• _Exercise set_:
a) In the passage on Rudelbach, rewrite the part that opens with the words "Andreas Gottlob Rudelbach (29" and closes with "of his career.", changing "rationalism" to "skepticism".
b) According to the passage on Rudelbach, which town was he parish priest of from 1848 to 1862?
c) Put this sentence from the passage on Rudelbach into Spanish: "He was superintendent in Glauchau from 1829–1845 and parish priest of Slagelse from 1848–1862."

• _Passage provided_:
Danish-German Lutheran author and theologian (1792–1862)

Andreas Gottlob Rudelbach (29 September 1792 – 3 March 1862) was a Danish-German neo-Lutheran author and theologian. He was superintendent in Glauchau from 1829–1845 and parish priest of Slagelse from 1848–1862.

Despite being acknowledged as one of the most highly educated members of the Danish Lutheran clergy, Rudelbach's theological views were often in opposition to the religious establishment and led him to be rejected by many of his peers in Denmark and Saxony. Alongside N. F. S. Grundtvig, Rudelbach was a staunch dissident of rationalism. However, he too came into conflict with Grundtvig towards the later part of his career.

==Early life and education==
Andreas Gottlob Rudelbach was born on 29 September 1792 in Copenhagen, Denmark–Norway. His mother, Berthe Cathrine Ørstrøm (1753–1825), was from Sweden and his father, Johann Heinrich Gottlob Rudelbach (1748–1821), was a tailor from Saxony. As a child, his family was part of the German-speaking community of St. Peter's Church.

He was educated the Metropolitanskolen from 1810 and attended the University of Copenhagen, where he received the academic title of privatdozent. He received a candidate degree in Christian theology in 1820 and was made a Doctor of Philosophy in 1822, following a successful thesis on Greek and Christian ethics. The same year he was awarded his doctorate, he married Elisabeth Marie Bønsøe (1803–1867) in Frederiksberg on 28 June 1822.

• _Data provided_:
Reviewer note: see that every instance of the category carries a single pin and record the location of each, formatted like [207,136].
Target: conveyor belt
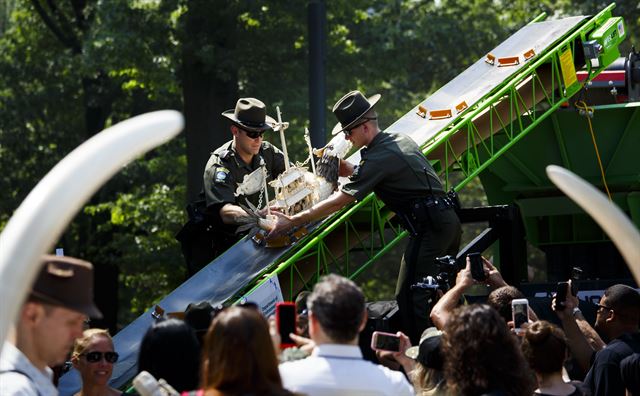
[238,267]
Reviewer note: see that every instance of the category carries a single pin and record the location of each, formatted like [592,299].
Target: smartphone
[385,342]
[520,312]
[561,295]
[286,322]
[477,267]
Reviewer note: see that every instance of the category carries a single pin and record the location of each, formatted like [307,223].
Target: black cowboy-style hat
[250,114]
[351,108]
[67,282]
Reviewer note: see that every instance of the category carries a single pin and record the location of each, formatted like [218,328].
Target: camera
[447,268]
[520,312]
[477,267]
[381,341]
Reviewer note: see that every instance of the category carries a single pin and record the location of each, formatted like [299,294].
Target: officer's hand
[283,224]
[494,278]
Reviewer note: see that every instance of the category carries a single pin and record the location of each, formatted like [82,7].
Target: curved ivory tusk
[45,213]
[612,220]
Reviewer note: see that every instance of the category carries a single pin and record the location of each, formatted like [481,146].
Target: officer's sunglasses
[253,134]
[348,132]
[95,357]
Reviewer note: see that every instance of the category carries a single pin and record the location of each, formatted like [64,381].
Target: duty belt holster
[424,214]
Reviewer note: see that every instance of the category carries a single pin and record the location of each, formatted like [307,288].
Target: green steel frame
[367,226]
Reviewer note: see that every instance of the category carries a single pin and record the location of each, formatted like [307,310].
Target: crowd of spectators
[472,350]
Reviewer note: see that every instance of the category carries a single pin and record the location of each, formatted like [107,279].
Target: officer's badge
[221,175]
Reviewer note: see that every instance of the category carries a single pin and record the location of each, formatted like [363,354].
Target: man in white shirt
[337,314]
[48,324]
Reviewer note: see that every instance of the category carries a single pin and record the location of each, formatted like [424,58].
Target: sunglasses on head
[94,357]
[253,134]
[366,119]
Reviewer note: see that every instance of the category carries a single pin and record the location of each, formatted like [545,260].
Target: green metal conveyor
[463,128]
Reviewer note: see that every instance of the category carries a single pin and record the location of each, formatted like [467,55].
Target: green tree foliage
[71,68]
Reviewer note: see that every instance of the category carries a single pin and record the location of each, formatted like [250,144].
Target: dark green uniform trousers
[434,240]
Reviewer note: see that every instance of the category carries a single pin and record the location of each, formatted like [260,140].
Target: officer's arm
[335,202]
[322,209]
[231,214]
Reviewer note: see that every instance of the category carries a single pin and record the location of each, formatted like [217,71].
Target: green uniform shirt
[395,169]
[225,170]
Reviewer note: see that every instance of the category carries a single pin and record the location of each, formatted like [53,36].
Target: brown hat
[250,114]
[351,108]
[67,282]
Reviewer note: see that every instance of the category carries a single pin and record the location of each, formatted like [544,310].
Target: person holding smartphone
[337,314]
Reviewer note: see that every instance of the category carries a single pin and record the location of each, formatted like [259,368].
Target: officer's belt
[417,217]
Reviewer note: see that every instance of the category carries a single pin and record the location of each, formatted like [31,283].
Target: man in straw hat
[393,167]
[48,324]
[215,218]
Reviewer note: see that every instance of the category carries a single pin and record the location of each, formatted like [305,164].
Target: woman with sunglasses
[238,356]
[93,356]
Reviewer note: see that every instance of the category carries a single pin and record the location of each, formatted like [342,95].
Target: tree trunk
[207,91]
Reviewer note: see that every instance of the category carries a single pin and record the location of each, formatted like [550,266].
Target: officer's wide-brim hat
[429,352]
[250,114]
[66,282]
[351,108]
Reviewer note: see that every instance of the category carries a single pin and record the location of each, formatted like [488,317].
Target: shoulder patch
[220,175]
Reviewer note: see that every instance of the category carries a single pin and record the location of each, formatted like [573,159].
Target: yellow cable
[588,112]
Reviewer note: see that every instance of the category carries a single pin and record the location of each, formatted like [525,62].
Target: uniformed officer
[218,214]
[392,166]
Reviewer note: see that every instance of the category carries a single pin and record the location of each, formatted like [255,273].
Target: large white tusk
[42,217]
[612,220]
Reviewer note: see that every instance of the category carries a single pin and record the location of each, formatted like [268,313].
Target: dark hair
[629,369]
[170,350]
[500,300]
[338,305]
[625,301]
[545,347]
[238,355]
[481,354]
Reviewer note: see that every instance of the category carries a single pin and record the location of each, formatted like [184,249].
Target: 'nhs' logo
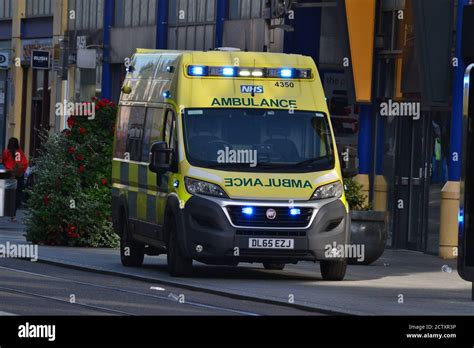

• _Solutions_:
a)
Andreas Gottlob Rudelbach (29 September 1792 – 3 March 1862) was a Danish-German neo-Lutheran author and theologian. He was superintendent in Glauchau from 1829–1845 and parish priest of Slagelse from 1848–1862.

Despite being acknowledged as one of the most highly educated members of the Danish Lutheran clergy, Rudelbach's theological views were often in opposition to the religious establishment and led him to be rejected by many of his peers in Denmark and Saxony. Alongside N. F. S. Grundtvig, Rudelbach was a staunch dissident of skepticism. However, he too came into conflict with Grundtvig towards the later part of his career.

b) Slagelse

c) Fue superintendente en Glauchau de 1829 a 1845 y párroco de Slagelse de 1848 a 1862.